[Data excerpts]
═══
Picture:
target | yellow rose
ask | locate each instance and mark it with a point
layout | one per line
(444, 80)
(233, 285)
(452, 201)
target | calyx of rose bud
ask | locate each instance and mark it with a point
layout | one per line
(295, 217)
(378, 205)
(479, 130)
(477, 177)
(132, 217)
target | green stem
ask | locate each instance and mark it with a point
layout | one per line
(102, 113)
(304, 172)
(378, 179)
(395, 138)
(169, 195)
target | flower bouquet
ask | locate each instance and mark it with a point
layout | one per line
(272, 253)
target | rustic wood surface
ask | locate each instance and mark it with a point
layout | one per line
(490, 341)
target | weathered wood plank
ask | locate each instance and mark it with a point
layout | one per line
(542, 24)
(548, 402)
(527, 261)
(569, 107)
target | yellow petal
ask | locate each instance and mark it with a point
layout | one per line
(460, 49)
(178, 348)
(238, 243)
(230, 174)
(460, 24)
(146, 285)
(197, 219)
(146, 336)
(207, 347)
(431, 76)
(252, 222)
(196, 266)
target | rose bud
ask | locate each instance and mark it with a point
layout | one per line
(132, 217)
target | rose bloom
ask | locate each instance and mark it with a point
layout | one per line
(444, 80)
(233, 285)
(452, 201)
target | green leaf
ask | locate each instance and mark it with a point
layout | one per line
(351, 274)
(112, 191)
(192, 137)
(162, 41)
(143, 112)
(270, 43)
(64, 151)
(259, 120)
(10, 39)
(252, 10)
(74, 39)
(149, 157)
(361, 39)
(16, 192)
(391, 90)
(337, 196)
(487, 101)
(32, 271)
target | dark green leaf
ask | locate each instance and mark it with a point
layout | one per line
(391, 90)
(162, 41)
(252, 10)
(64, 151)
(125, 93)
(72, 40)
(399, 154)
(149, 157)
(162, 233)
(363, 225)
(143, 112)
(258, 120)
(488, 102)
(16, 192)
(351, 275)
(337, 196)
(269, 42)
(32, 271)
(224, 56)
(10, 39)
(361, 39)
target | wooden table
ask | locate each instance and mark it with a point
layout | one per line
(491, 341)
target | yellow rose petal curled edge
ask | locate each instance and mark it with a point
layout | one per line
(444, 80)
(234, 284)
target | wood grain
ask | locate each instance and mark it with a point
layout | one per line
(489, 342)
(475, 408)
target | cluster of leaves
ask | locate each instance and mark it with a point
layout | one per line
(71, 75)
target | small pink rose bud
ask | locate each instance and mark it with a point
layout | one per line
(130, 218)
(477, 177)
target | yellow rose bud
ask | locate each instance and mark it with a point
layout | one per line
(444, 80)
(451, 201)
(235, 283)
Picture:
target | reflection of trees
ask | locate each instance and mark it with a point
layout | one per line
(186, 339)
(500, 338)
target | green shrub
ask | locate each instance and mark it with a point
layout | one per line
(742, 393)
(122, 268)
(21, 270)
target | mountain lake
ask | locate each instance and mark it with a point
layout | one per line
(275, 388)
═══
All the lines above must be output exactly, with none omitted.

Picture:
target | yellow rose
ask | locate each instance and mark it with a point
layout | one per line
(444, 80)
(233, 285)
(452, 201)
target | calyx of rose bud
ask | locate each instance and mark it with a point
layout | one per line
(295, 217)
(378, 205)
(479, 130)
(477, 177)
(132, 217)
target | green stem
ask | locate each instance and mark it with a point
layout | one per line
(102, 113)
(304, 172)
(378, 179)
(395, 138)
(169, 195)
target | flower bouquet
ask | locate each instance and mark it with a point
layout | one per line
(272, 253)
target | rustic wood surface
ask | locate each instance and mark it with a point
layout | one per line
(490, 341)
target | weathered wood plank
ask | locate each instance and mark it with a point
layout | one per line
(542, 24)
(548, 402)
(527, 261)
(569, 107)
target | yellow petal
ask | locate each instance and mark it with a point
layout | one per line
(460, 49)
(178, 348)
(238, 243)
(230, 174)
(460, 24)
(146, 285)
(197, 219)
(146, 336)
(207, 347)
(431, 76)
(252, 222)
(196, 266)
target | rose bud
ask | locate each instance and mark it with a point
layout | one per line
(132, 217)
target | rose bloom
ask | locate each instance and mark it with a point
layout | one per line
(444, 80)
(233, 285)
(452, 201)
target | green leaf
ask | locate each instance and mark it with a point
layout | one per line
(351, 274)
(112, 191)
(192, 137)
(162, 41)
(143, 112)
(270, 43)
(64, 151)
(259, 120)
(10, 39)
(252, 10)
(74, 39)
(149, 157)
(361, 39)
(16, 192)
(391, 90)
(337, 196)
(487, 101)
(32, 271)
target | dark green leaf
ask | locate each instance and mark it with a point
layout | one per line
(391, 90)
(162, 41)
(252, 10)
(64, 151)
(125, 93)
(72, 40)
(399, 154)
(149, 157)
(162, 233)
(363, 225)
(143, 112)
(258, 120)
(488, 102)
(16, 192)
(351, 275)
(337, 196)
(269, 42)
(32, 271)
(224, 56)
(10, 39)
(361, 39)
target | wooden table
ask | locate each instance and mark it with a point
layout | one per line
(491, 341)
target | yellow rose petal curled edge
ask | locate each instance and mark it with a point
layout | one per line
(444, 80)
(234, 284)
target | wood grain
ask | locate each instance and mark it with a point
layout | one per line
(489, 342)
(475, 408)
target | cluster of leaves
ask | locate each instance and mark it with a point
layout | one per line
(71, 75)
target | small pink rose bud
ask | locate each instance and mark it with a point
layout | one per line
(130, 218)
(477, 177)
target | yellow rose bud
ask | locate each instance and mark it with a point
layout | one per line
(444, 80)
(451, 201)
(235, 283)
Picture:
target | reflection of trees
ask | locate each instance and mark it with a point
layout | one per line
(186, 339)
(500, 338)
target | green shrub
ask | locate each instance and mark it with a point
layout | one per line
(742, 393)
(122, 268)
(21, 270)
target | mountain lake
ask | locate each instance and mark it with a point
layout | one per line
(275, 388)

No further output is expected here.